*** PROVIDED DATA

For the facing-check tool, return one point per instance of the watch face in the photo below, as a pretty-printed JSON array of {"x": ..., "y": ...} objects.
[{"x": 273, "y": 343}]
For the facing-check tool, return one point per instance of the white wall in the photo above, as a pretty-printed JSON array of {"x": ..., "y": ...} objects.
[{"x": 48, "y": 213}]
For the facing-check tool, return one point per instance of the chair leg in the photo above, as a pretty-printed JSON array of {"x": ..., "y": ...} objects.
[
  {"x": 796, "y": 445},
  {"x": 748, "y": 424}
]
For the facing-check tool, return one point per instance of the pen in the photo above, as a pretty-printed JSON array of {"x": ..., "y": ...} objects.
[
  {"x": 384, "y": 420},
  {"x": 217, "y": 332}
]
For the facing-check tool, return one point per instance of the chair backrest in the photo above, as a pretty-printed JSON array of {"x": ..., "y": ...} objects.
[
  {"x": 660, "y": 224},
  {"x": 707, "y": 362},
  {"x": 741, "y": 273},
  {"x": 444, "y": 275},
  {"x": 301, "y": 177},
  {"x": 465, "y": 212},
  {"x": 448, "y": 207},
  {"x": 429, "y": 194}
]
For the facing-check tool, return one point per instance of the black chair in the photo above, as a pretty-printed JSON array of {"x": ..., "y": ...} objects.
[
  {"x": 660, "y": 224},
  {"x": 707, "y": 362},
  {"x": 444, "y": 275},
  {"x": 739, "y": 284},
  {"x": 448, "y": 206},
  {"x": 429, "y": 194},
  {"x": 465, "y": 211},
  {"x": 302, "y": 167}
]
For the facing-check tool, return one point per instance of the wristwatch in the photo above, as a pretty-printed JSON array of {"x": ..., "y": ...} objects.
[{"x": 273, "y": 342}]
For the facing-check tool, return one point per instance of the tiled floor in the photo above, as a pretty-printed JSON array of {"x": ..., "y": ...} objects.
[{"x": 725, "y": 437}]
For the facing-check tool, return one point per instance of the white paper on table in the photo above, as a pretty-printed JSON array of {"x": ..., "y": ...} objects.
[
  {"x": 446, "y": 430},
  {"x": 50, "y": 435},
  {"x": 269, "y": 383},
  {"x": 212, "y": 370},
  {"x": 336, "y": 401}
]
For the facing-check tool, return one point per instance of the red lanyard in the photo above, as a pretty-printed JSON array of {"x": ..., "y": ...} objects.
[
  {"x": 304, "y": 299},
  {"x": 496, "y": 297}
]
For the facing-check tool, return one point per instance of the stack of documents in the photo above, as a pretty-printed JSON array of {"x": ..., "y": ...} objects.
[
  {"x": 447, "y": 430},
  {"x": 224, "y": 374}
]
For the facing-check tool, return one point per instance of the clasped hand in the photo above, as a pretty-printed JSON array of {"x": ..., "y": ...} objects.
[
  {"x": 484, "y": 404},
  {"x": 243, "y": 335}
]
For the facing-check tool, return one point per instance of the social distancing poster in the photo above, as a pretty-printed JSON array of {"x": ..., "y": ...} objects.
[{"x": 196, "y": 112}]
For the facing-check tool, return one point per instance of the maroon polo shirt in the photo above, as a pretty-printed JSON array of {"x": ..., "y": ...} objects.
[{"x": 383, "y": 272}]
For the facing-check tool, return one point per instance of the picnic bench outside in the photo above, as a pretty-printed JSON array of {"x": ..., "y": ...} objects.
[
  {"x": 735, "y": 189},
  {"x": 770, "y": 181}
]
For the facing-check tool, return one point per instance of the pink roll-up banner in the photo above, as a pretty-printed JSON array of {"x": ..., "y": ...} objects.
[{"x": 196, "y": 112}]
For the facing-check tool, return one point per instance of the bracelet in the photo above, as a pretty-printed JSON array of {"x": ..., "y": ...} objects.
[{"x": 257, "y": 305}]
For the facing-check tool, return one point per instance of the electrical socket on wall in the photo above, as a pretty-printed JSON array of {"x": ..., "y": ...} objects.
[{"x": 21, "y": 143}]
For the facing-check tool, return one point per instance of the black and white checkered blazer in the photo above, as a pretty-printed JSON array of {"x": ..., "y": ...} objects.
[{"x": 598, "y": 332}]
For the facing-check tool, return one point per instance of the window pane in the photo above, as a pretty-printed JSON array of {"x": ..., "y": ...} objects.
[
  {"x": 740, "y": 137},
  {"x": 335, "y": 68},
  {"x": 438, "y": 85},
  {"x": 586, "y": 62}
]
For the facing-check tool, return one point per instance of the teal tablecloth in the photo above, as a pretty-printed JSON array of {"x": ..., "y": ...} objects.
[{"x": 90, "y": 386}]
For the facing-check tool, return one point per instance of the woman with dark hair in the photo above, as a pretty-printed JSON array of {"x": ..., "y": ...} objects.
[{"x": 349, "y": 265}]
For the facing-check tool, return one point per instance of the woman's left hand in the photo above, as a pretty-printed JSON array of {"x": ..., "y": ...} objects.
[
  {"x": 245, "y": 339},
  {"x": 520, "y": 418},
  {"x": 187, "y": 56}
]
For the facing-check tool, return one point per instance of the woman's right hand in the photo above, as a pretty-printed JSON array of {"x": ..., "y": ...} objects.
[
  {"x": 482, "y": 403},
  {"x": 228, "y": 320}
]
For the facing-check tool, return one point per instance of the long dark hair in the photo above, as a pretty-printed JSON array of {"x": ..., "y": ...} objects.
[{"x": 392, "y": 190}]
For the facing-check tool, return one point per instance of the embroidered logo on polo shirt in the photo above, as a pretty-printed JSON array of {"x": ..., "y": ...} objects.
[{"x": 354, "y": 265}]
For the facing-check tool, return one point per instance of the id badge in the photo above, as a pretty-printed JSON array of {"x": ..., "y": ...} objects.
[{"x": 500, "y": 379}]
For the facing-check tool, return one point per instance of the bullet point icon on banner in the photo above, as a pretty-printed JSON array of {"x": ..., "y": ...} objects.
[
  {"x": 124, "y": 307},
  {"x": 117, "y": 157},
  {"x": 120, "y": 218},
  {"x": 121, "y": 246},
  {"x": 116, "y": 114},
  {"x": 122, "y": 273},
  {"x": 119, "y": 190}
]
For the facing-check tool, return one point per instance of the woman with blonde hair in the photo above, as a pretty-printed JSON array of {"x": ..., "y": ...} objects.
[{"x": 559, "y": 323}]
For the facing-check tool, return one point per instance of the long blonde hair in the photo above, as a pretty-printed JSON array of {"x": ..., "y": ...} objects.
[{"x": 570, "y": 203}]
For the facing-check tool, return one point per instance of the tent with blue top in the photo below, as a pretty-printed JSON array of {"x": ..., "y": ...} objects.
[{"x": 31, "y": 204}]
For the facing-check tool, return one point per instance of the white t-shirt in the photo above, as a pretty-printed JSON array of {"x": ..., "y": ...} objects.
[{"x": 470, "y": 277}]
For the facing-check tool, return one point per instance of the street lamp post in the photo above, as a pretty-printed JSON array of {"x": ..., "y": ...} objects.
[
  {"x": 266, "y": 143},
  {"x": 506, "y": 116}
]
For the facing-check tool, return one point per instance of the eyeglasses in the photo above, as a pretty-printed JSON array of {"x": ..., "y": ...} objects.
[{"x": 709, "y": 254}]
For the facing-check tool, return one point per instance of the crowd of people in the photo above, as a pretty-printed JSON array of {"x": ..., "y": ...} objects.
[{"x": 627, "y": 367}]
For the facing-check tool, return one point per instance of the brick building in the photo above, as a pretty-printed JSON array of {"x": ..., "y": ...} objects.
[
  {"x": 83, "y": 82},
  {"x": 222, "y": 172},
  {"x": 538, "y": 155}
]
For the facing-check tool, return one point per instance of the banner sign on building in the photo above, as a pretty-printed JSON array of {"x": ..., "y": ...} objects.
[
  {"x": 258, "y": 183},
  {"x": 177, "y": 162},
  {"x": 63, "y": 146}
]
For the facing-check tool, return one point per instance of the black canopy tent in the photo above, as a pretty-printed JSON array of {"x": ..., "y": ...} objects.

******

■ **OBJECTIVE**
Copy all of the entries above word for word, changing nothing.

■ **SOLUTION TO THE PROBLEM**
For the facing-check tool, return one point per instance of the watch face in the photo below, as a pretty-printed JSON array of {"x": ..., "y": ...} objects.
[{"x": 273, "y": 343}]
For the facing-check tool, return one point per instance of the white wall in the photo above, as a pretty-printed JSON array of {"x": ..., "y": ...} objects.
[{"x": 48, "y": 213}]
For the facing-check tool, return one point per instance of the chair leg in the photo above, as a pretty-printed JSON array of {"x": ..., "y": ...} objects.
[
  {"x": 796, "y": 445},
  {"x": 748, "y": 424}
]
For the facing-check tool, return one point per instance of the pen in the photo above, as a pretty-printed JSON array of {"x": ..., "y": ...} objects.
[
  {"x": 384, "y": 420},
  {"x": 217, "y": 332}
]
For the facing-check tool, return one point per instance of the chair backrest in the photo above, as a pretty-printed JSON array of {"x": ..., "y": ...} objects.
[
  {"x": 660, "y": 224},
  {"x": 707, "y": 362},
  {"x": 741, "y": 273},
  {"x": 444, "y": 275},
  {"x": 301, "y": 177},
  {"x": 465, "y": 212},
  {"x": 448, "y": 207},
  {"x": 429, "y": 194}
]
For the facing-check tool, return one point per instance of the black chair in the photo above, as a pretty-printed JSON array of {"x": ..., "y": ...} objects.
[
  {"x": 660, "y": 224},
  {"x": 707, "y": 362},
  {"x": 444, "y": 275},
  {"x": 739, "y": 284},
  {"x": 448, "y": 206},
  {"x": 429, "y": 194},
  {"x": 465, "y": 211},
  {"x": 302, "y": 167}
]
For the facing-check tool, return one point per instance of the wristwatch in the photo above, as a pretty-printed JSON array of {"x": ..., "y": ...} objects.
[{"x": 273, "y": 342}]
For the facing-check tool, return one point per instance of the tiled floor in the photo above, as a pretty-printed JSON array of {"x": ..., "y": ...} objects.
[{"x": 725, "y": 437}]
For the facing-check tool, return one point per instance of the white paper on table in the photo above, as a pretty-printed JSON array of {"x": ..., "y": ...} objects.
[
  {"x": 446, "y": 430},
  {"x": 50, "y": 435},
  {"x": 269, "y": 383},
  {"x": 212, "y": 370},
  {"x": 336, "y": 401}
]
For the facing-check tool, return one point per instance of the red lanyard in the photo above, as a pretty-printed JSON array of {"x": ..., "y": ...} objects.
[
  {"x": 304, "y": 299},
  {"x": 496, "y": 297}
]
For the facing-check tool, return one point per instance of the stack of documents in the photo above, as a pretty-printed JSON array of {"x": ..., "y": ...} objects.
[
  {"x": 447, "y": 430},
  {"x": 224, "y": 374}
]
For the facing-check tool, return one point per instance of the clasped hand in the photo above, as a pretty-printed JSON array of {"x": ..., "y": ...} objects.
[
  {"x": 484, "y": 404},
  {"x": 243, "y": 335}
]
For the facing-check tool, return one point per instance of the social distancing poster in the photo above, as a pretty-printed JSON array of {"x": ..., "y": ...} objects.
[{"x": 196, "y": 112}]
For the facing-check tool, return one point per instance of the maroon polo shirt in the photo above, as a pretty-printed JSON array of {"x": ..., "y": ...} objects.
[{"x": 383, "y": 272}]
For the facing-check tool, return one point per instance of the picnic bench outside in the photo above, as a pretty-printed JSON array of {"x": ..., "y": ...} objects.
[
  {"x": 735, "y": 189},
  {"x": 770, "y": 181}
]
For the facing-check tool, return one point per instance of the pink roll-up banner in the photo above, as a pretty-printed JSON array of {"x": ..., "y": ...} objects.
[{"x": 196, "y": 112}]
For the facing-check tool, return one point per instance of the bracelet in the photo above, as a pretty-printed JSON array of {"x": ..., "y": ...} objects.
[{"x": 257, "y": 305}]
For the facing-check tool, return one point per instance of the electrical socket on wall in the photo above, as a pretty-printed JSON array of {"x": ..., "y": ...} objects.
[{"x": 21, "y": 143}]
For the facing-check tool, return one point per instance of the black and white checkered blazer in the photo above, as a pretty-printed JSON array of {"x": ..., "y": ...} objects.
[{"x": 598, "y": 332}]
For the facing-check tool, return one point per instance of the window pane in the photo above, as a pretty-printed JSON array of {"x": ..., "y": ...} objects.
[
  {"x": 740, "y": 137},
  {"x": 335, "y": 68},
  {"x": 438, "y": 85},
  {"x": 586, "y": 62}
]
For the facing-check tool, return one point per instance of the teal tablecloth in the photo above, as a pretty-printed JSON array of {"x": ..., "y": ...} objects.
[{"x": 90, "y": 386}]
For the facing-check tool, return one point per instance of the woman with dark hair in the photo above, as a pretty-printed JSON array of {"x": ..., "y": ...} objects.
[{"x": 349, "y": 265}]
For the facing-check tool, return one point per instance of the woman's left hand in the photo above, as a pretty-printed JSON array of {"x": ..., "y": ...} objects.
[
  {"x": 245, "y": 339},
  {"x": 520, "y": 418},
  {"x": 187, "y": 56}
]
For the facing-check tool, return one point per instance of the woman's right hand in the photo above, as a pretty-printed JSON array of {"x": ..., "y": ...} objects.
[
  {"x": 482, "y": 403},
  {"x": 228, "y": 320}
]
For the facing-check tool, return one point per instance of the long dark hair in the photo above, as a pretty-printed JSON array of {"x": ..., "y": ...} objects.
[{"x": 392, "y": 190}]
For the facing-check tool, return one point per instance of the embroidered logo on polo shirt in the photo above, as a pretty-printed JSON array of {"x": ..., "y": ...} objects.
[{"x": 354, "y": 265}]
For the facing-check tool, return one point per instance of the id badge in the photo above, as a pretty-printed JSON array of {"x": ..., "y": ...} objects.
[{"x": 500, "y": 379}]
For the facing-check tool, return one point per instance of the bullet point icon on banner in the photo above, as a pretty-printed JSON array of {"x": ..., "y": ...} objects.
[
  {"x": 124, "y": 307},
  {"x": 117, "y": 157},
  {"x": 120, "y": 218},
  {"x": 121, "y": 246},
  {"x": 116, "y": 114},
  {"x": 122, "y": 273},
  {"x": 119, "y": 190}
]
For the facing-check tool, return one point per instance of the woman with blonde hair in the photo above, as a pretty-printed JSON array of {"x": ..., "y": ...} objects.
[{"x": 559, "y": 323}]
For the facing-check tool, return one point per instance of the long blonde hair in the photo above, as a pretty-printed JSON array of {"x": ..., "y": ...} objects.
[{"x": 570, "y": 203}]
For the facing-check tool, return one point per instance of the tent with blue top in the photo below, as a pretty-printed JSON array of {"x": ..., "y": ...} objects.
[{"x": 31, "y": 204}]
For the facing-check tool, return one point per instance of the white t-shirt in the photo above, as a pretty-printed JSON array of {"x": ..., "y": ...} objects.
[{"x": 470, "y": 277}]
For the facing-check tool, return one point per instance of the street lamp post in the photo above, as a pretty-printed JSON array of {"x": ..., "y": ...} objects.
[
  {"x": 266, "y": 143},
  {"x": 506, "y": 116}
]
For the facing-check tool, return one point per instance of the eyeglasses in the photo above, as a pretty-printed JSON array of {"x": ..., "y": ...} objects.
[{"x": 709, "y": 254}]
For the facing-check tool, return one point per instance of the crowd of people in the photo above, as a pretty-printed JSON array of {"x": ..., "y": ...} objects.
[{"x": 627, "y": 367}]
For the facing-check tool, return one point per instance of the brick building in the photo above, as a pretty-printed JSON array of {"x": ..., "y": ...} objects.
[
  {"x": 83, "y": 82},
  {"x": 222, "y": 172},
  {"x": 538, "y": 155}
]
For the facing-check tool, return one point per instance of the banner sign on building in the photo above, as a pretty-printed JSON array of {"x": ..., "y": ...} objects.
[
  {"x": 258, "y": 183},
  {"x": 177, "y": 162},
  {"x": 63, "y": 146}
]
For the facing-check tool, return one point per instance of the black canopy tent in the photo above, as a pretty-printed JSON array of {"x": ..., "y": ...} objects.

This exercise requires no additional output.